• _Your goal_: Locate the line containing "Question: What bounding box encloses the crop" in the data below. Reproduce it and every following line up to the end, exactly as given.

• _Data for processing_:
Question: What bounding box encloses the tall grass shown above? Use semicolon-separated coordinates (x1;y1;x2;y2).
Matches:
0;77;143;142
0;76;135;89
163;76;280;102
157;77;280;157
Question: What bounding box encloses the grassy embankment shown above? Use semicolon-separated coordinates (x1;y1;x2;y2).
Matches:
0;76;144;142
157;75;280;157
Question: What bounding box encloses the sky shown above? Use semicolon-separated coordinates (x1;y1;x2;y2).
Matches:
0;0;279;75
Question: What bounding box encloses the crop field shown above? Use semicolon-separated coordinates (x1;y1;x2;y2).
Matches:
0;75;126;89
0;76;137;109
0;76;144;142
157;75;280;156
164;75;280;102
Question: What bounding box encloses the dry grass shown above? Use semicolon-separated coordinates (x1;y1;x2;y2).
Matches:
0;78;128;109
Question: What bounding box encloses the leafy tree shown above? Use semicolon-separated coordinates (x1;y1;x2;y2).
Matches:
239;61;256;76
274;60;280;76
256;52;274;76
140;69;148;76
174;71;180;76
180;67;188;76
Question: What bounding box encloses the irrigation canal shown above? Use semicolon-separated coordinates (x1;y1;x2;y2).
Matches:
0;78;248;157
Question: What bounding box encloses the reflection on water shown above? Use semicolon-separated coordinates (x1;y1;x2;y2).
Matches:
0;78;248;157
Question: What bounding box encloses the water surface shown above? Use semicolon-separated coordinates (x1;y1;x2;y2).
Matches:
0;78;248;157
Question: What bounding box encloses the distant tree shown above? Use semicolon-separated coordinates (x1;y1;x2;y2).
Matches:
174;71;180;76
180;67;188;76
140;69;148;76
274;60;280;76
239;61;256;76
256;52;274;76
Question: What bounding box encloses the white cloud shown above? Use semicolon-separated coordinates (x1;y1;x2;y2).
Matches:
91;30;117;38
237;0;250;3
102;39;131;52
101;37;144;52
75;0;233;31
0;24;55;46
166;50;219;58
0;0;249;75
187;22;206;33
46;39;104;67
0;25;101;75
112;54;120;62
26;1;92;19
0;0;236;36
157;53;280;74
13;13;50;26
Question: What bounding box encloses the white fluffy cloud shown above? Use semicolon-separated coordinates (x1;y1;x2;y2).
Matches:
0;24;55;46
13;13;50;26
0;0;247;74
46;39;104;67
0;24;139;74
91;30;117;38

• _Answer to this problem_:
Question: What bounding box encloses the crop field shown above? Use semicolon-separated coordinates (x1;y1;x2;y2).
Matches:
0;75;126;89
0;76;137;109
0;76;144;142
157;75;280;156
164;75;280;102
Question: What bounding box encloses the dry grass shown above? Use semicolon-separated coordinates (x1;y1;x2;y2).
Matches:
0;78;128;109
Question: What bounding box encloses the leafy tree shown above? Use semicolon-separated coordinates (x1;y1;x2;y2).
Matches:
239;61;256;76
274;60;280;76
256;52;274;76
140;69;148;76
174;71;180;76
180;67;188;76
Question: What bounding box encloses the irrigation canal shown above? Use semicolon-separated coordinates (x1;y1;x2;y2).
Matches:
0;78;248;157
Question: What bounding box encloses the reflection on water shown above? Use semicolon-separated coordinates (x1;y1;x2;y2).
Matches:
0;78;248;157
Question: What bounding box encloses the water surface shown above? Use semicolon-separated coordinates (x1;y1;x2;y2).
Matches:
0;78;248;157
Question: What bounding box encloses the distant tree shown above? Use semicolon-separated coordinates (x1;y1;x2;y2).
Matches:
174;71;180;76
180;67;188;76
140;69;148;76
274;60;280;76
239;61;256;76
256;52;274;76
Question: What bounding box encloses the white cloud shown above? Use semicolon-separated coordinates (x1;y1;x2;y2).
Matches:
91;30;117;38
237;0;250;3
102;39;131;52
101;37;144;52
75;0;233;31
0;24;55;46
166;50;219;58
0;0;249;75
187;22;206;33
46;39;104;67
0;25;101;75
112;54;120;62
26;1;92;19
0;0;236;36
157;53;280;74
13;13;50;26
Question: What bounding box encloses the white fluffy cloud shown above? Use semicolon-separated coordinates (x1;y1;x2;y2).
Matches:
0;24;55;46
13;13;50;26
0;0;247;74
46;39;104;67
0;24;139;74
91;30;117;38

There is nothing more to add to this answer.